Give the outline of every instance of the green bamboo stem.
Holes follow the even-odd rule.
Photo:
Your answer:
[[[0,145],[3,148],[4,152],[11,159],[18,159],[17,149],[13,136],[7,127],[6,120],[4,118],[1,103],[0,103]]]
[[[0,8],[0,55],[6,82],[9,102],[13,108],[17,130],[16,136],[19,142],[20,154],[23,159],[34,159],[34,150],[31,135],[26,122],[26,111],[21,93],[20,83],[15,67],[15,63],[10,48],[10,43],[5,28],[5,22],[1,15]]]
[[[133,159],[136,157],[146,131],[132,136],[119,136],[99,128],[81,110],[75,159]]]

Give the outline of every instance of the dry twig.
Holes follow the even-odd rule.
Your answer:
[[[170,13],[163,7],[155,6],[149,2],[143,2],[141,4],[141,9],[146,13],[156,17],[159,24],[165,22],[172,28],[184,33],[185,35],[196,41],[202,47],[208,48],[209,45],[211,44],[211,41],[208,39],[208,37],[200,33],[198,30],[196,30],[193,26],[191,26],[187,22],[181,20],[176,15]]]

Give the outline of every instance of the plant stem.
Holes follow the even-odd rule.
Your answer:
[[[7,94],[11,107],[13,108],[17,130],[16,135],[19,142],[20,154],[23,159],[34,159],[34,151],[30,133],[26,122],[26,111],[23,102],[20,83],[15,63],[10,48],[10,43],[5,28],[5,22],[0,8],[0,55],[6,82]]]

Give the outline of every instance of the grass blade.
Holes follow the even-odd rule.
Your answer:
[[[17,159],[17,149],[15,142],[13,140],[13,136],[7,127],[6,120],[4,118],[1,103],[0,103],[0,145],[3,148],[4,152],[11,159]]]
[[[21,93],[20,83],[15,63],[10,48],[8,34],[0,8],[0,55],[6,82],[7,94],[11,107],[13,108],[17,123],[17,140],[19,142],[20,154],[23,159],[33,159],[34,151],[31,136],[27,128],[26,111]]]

--*--

Above are some records; copy each line there that contains "Give".

> **ANSWER FOR THIS EXERCISE**
Give the outline of every instance of the green bamboo stem.
Give the outline of every instance of the dry twig.
Give the outline of every instance of the plant stem.
Give the outline of every instance of the grass blade.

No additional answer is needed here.